— begin Document excerpt —

Beneficial ownership also includes shares of stock subject to options and warrants currently exercisable or exercisable within
60 days of the date of this table. As of the date of this table, there are no outstanding options or warrants.
(2). Mr. Ye is the sole officer and controlling
shareholder of Longwen Group Corp.
(3). The address
for all parties is the address of the Company
.
INTERESTS OF CERTAIN PERSONS IN MATTERS TO
BE ACTED UPON
No director, executive officer, associate of
any director, executive officer or any other person has any substantial interest, direct or indirect, in the Charter Amendment.
FORWARD LOOKING STATEMENTS
The statements contained in this information statement that are not
historical facts are forward-looking statements that represent management’s beliefs and assumptions based on currently available
information. Forward-looking statements include the information concerning our search for an operating company, possible or assumed
future operations, business strategies, need for financing, competitive position, potential growth opportunities, ability to retain
and recruit personnel, the effects of competition and the effects of future legislation or regulations. Forward-looking statements
include all statements that are not historical facts and can be identified by the use of forward-looking terminology such as the
words “believes,” “intends,” “may,” “will,” “should,” “anticipates,”

— end Document excerpt —

Work to be completed —
Repeat the information statement excerpt word for word, starting at "Beneficial ownership also" and ending at "Longwen Group Corp.". Draw only on the information statement excerpt above.

— begin Dataset records —

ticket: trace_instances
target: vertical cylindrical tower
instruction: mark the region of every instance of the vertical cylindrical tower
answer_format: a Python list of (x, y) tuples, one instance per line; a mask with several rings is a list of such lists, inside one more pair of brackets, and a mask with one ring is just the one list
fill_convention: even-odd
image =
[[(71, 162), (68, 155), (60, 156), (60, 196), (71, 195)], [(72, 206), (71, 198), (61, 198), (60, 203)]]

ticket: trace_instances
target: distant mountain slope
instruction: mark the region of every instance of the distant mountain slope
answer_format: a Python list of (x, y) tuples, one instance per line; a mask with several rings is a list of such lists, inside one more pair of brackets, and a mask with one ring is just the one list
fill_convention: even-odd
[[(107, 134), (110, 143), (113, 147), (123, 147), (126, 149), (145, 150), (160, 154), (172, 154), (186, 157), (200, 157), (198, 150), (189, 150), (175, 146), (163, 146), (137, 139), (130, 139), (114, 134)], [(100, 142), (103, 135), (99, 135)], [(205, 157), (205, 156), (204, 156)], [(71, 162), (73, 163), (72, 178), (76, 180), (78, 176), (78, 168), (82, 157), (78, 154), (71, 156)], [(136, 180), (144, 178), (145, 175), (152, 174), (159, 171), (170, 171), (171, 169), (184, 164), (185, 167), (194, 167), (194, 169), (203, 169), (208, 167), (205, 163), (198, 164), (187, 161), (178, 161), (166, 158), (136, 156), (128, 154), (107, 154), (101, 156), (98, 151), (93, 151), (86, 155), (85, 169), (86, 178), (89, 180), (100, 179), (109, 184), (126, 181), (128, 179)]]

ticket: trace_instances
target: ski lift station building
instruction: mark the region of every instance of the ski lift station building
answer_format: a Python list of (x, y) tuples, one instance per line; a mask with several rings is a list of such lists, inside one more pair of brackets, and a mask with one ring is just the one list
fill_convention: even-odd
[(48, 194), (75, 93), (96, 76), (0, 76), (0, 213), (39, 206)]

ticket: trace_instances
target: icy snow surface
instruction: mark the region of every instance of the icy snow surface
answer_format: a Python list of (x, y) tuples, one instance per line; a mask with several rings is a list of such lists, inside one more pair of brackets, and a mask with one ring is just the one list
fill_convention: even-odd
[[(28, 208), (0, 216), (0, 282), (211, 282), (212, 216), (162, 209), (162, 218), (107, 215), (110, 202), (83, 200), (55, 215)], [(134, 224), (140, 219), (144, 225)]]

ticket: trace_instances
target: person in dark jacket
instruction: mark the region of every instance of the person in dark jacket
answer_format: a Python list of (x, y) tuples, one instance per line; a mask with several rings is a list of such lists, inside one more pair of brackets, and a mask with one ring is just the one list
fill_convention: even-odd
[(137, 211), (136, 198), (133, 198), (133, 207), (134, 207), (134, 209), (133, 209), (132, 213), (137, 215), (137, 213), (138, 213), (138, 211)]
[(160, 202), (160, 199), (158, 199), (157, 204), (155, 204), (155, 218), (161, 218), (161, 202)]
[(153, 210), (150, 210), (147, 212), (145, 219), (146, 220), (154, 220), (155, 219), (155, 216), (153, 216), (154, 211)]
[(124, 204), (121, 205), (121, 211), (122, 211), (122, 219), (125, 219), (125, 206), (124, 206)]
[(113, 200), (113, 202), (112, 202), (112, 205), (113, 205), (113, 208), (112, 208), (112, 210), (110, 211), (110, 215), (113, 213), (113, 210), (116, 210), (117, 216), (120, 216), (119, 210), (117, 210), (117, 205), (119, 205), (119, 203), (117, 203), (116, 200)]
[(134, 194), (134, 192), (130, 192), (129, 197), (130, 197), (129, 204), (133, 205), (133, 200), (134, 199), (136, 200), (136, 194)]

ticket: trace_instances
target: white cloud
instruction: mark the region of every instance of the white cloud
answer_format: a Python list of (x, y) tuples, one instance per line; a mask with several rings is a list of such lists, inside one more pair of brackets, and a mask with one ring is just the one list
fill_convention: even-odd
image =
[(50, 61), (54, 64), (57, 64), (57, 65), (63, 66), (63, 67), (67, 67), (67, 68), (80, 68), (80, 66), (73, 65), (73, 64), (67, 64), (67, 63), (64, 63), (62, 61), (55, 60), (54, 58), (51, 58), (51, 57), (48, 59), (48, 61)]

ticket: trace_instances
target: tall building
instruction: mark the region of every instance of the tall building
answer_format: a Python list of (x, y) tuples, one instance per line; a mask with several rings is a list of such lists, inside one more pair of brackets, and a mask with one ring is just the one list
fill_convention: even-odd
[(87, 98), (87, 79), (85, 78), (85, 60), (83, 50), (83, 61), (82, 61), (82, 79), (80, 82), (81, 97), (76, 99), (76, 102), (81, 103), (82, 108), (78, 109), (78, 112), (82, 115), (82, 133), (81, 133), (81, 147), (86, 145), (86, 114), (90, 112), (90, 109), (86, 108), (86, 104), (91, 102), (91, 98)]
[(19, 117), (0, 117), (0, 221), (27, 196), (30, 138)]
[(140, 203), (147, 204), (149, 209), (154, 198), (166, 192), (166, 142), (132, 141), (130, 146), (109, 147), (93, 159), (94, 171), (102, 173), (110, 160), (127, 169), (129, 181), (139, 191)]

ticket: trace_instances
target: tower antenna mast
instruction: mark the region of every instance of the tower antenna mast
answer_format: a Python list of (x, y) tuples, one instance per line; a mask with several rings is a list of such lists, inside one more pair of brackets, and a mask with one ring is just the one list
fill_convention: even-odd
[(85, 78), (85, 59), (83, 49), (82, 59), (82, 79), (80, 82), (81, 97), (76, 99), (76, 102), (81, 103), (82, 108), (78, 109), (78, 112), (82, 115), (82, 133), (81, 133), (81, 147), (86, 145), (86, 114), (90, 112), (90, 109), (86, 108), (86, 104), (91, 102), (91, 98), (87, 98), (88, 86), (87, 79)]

— end Dataset records —

Written reply —
Beneficial ownership also includes shares of stock subject to options and warrants currently exercisable or exercisable within
60 days of the date of this table. As of the date of this table, there are no outstanding options or warrants.
(2). Mr. Ye is the sole officer and controlling
shareholder of Longwen Group Corp.